Entertainment & Arts

Memphis Horns' Andrew Love dies

Wayne Jackson and Andrew Love
Image caption The Memphis Horns played on dozens of hit songs

Saxophonist Andrew Love, who formed the award-winning Memphis Horns duo with trumpeter Wayne Jackson, has died aged 70 in Tennessee.

They played together on 52 number one records, backing up the likes of Elvis Presley, Aretha Franklin and Otis Redding.

They were awarded the Grammy Lifetime Achievement award in February.

Willie Love said her husband died at his home on Thursday. He had been suffering from Alzheimer's disease.

"He played with such feeling. He played with grace, soul," Mrs Love said. "Andrew played notes from his heart."

Memphis Horns provided the horn tracks on dozens of well-known songs, including Neil Diamond's Sweet Caroline, Presley's Suspicious Minds, Sam & Dave's Soul Man and Al Green's Let's Stay Together.

Other acts the duo worked with included Isaac Hayes, the Doobie Brothers, U2, Jack White and Alicia Keys.

'Perfect together'

The Memphis Horns were a staple of much of the music made at Stax Records - considered one of the most important R&B and soul labels of the 1960s, along with Atlantic and Motown.

"I knew we would be perfect together," Wayne Jackson said in a statement on Friday.

"He had a big tone and I had a big tone, and I knew that they would blend in the most natural, beautiful way."

The collaboration and friendship between Love and Jackson - one black, the other white - also came to symbolise a transcendence over racial divisions throughout the South and beyond in the 1960s.

Memphis Horns were only the second instrumental backup group in history to receive the lifetime achievement Grammy honour.

In 2008, the pair were also inducted into the Musicians Hall of Fame.

In addition to his wife, Love is survived by four children.

(GIVEN INFORMATION):

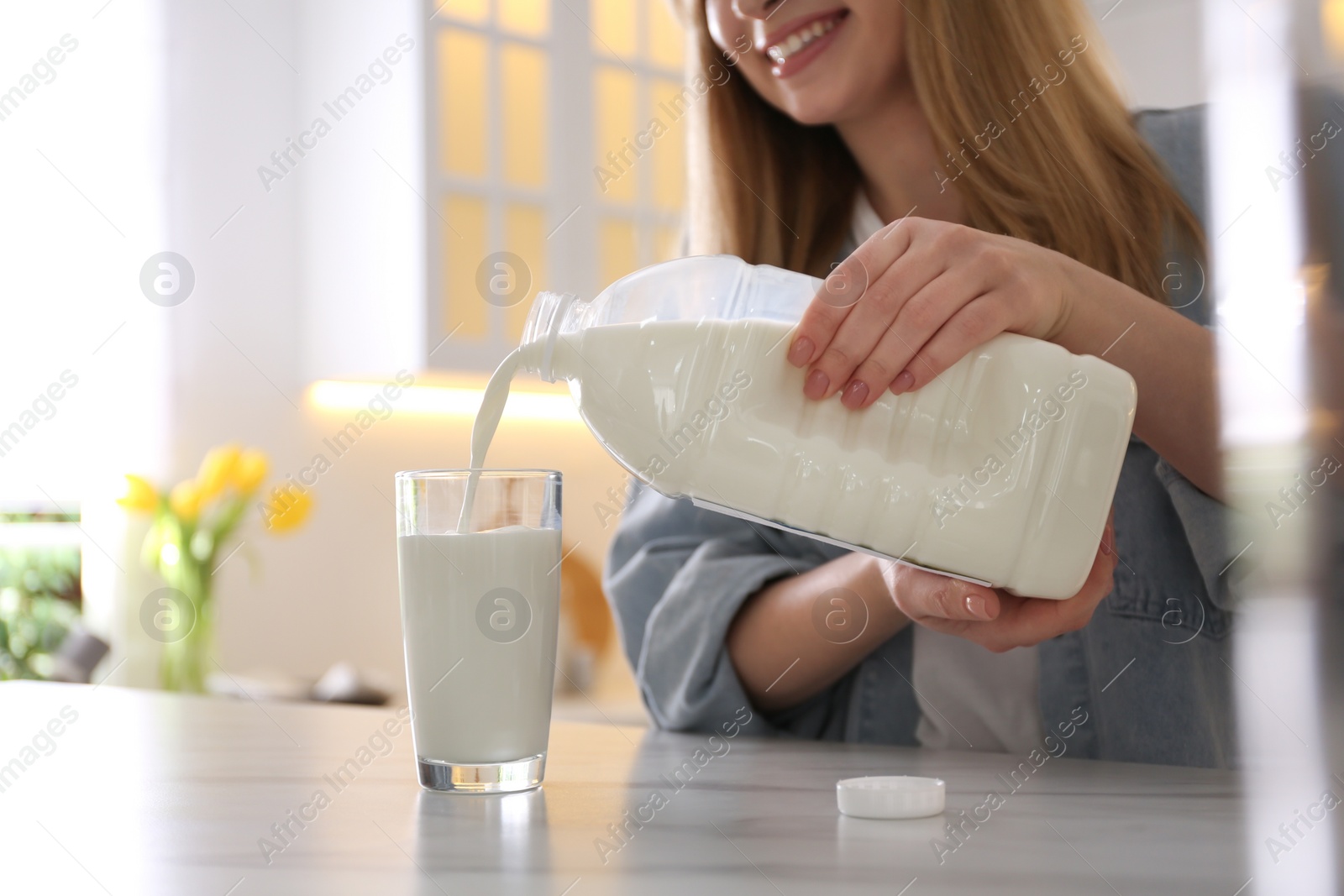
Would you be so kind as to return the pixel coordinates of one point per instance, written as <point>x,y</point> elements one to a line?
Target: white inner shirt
<point>969,698</point>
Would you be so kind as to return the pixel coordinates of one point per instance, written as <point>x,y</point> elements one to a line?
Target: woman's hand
<point>996,620</point>
<point>917,297</point>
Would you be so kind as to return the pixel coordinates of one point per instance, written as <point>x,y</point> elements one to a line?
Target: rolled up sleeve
<point>676,577</point>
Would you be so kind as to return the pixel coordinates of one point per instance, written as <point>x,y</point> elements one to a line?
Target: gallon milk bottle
<point>1000,470</point>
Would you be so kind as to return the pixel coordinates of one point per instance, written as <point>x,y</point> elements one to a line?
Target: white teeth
<point>799,39</point>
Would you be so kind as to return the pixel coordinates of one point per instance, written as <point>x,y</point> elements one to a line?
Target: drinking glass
<point>480,613</point>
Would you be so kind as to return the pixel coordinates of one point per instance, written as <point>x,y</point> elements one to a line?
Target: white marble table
<point>147,793</point>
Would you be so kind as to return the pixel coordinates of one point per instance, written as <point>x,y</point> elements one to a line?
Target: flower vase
<point>186,658</point>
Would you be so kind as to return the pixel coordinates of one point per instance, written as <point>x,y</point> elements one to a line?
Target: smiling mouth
<point>788,46</point>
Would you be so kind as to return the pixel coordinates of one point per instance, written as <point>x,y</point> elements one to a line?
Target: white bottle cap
<point>891,797</point>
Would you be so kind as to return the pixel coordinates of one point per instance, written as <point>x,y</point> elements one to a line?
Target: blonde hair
<point>1059,165</point>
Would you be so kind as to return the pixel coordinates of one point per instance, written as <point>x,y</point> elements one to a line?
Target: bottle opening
<point>541,331</point>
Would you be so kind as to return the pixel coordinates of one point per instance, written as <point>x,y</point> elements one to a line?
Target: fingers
<point>972,325</point>
<point>920,317</point>
<point>842,291</point>
<point>1027,621</point>
<point>927,595</point>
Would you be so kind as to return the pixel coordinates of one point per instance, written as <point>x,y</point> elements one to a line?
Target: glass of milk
<point>479,555</point>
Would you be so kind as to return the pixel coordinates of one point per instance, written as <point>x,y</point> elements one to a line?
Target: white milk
<point>479,698</point>
<point>483,430</point>
<point>1001,469</point>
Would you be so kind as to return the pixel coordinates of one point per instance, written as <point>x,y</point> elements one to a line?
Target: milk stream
<point>480,613</point>
<point>1001,469</point>
<point>483,430</point>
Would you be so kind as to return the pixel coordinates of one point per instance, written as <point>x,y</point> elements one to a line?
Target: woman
<point>978,172</point>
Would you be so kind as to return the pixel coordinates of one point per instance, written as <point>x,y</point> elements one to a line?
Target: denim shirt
<point>1149,669</point>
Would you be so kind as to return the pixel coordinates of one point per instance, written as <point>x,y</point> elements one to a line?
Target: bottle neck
<point>541,332</point>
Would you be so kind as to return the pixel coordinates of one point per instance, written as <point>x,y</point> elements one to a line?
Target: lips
<point>790,47</point>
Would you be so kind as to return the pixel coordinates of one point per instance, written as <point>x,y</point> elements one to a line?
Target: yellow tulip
<point>140,495</point>
<point>217,470</point>
<point>185,500</point>
<point>288,508</point>
<point>250,470</point>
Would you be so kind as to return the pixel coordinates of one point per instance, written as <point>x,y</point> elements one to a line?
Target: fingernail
<point>817,385</point>
<point>976,606</point>
<point>801,351</point>
<point>855,396</point>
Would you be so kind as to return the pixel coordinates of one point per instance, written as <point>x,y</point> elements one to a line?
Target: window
<point>557,159</point>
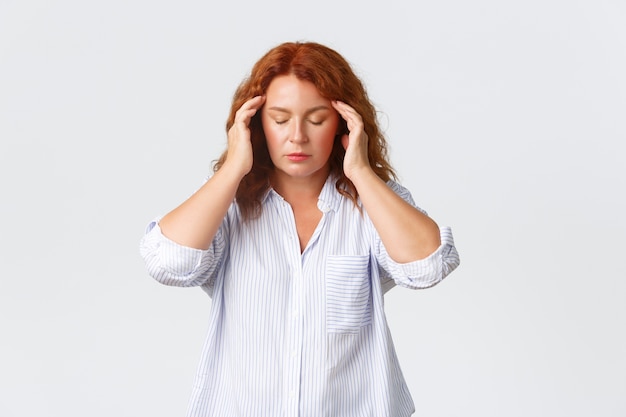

(TASK DESCRIPTION): Could you turn the paragraph in the Andrew Love article that begins "Memphis Horns provided the horn tracks" into a short list of the songs it names, keeping the artists?

(RESULT BELOW):
Memphis Horns played the horn tracks on:
- "Sweet Caroline" by Neil Diamond
- "Suspicious Minds" by Elvis Presley
- "Soul Man" by Sam & Dave
- "Let's Stay Together" by Al Green